(Instructions for the task): Where does the string "place" appear? Copy every line of the entries below that holds it.

--- START ---

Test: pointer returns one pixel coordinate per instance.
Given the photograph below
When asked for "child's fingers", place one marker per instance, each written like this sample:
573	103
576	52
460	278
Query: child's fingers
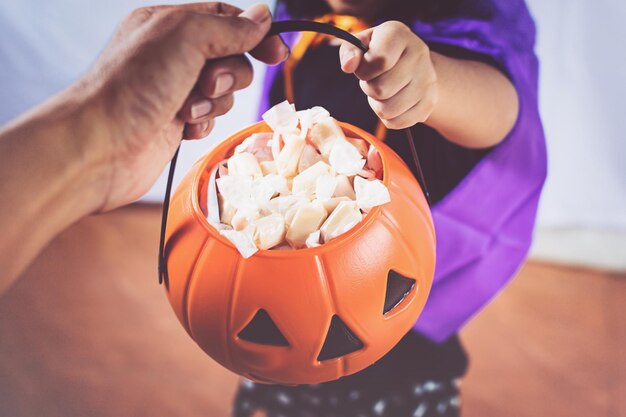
398	104
386	46
349	55
391	82
419	113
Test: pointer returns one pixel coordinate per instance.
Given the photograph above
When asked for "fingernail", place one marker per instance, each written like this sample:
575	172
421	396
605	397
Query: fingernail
346	56
201	108
223	83
257	13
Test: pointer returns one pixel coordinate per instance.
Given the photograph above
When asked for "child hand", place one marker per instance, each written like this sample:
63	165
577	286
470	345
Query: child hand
397	74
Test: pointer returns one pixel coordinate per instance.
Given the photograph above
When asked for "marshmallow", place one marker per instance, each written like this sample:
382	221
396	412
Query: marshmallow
313	240
282	118
242	240
267	187
308	158
306	220
244	218
325	133
258	145
343	218
237	190
268	167
370	193
244	163
360	144
276	145
374	162
311	116
345	158
332	203
227	211
305	182
325	186
213	205
344	188
287	161
269	231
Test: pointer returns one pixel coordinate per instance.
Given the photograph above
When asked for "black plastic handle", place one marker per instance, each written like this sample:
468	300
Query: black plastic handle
276	29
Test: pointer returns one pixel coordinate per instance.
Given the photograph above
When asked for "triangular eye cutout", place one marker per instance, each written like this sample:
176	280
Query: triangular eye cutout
339	341
263	330
398	287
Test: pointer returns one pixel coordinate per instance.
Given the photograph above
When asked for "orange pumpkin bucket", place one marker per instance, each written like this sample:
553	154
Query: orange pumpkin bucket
307	315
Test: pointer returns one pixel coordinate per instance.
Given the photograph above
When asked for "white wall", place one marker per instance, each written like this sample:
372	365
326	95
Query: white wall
45	45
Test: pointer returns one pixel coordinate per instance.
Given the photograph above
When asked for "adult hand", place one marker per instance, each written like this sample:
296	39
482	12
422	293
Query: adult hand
167	73
102	143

--- END ---

(Your solution):
When asked for "child's fingers", place one marker per instance, each written like this sample:
When asked for "fingernail", place one marker per instance, each written like this sample:
When asked for "child hand", place one marker per instance, each written like this sample:
When asked for "marshmallow", place one marker per instance, each written like this sample:
When asked for "black plastic handle", place one marker per instance, each written like this sample:
When asked for "triangular eye cutout", place one marker per instance, each written like this sample:
When asked for "orange pumpkin bucket", place one marker per instance, each written like this sample:
When asked for "white wall", place one marker per instance, each written like this sample:
When asked for "adult hand", place one marker per instance, each written like this sample:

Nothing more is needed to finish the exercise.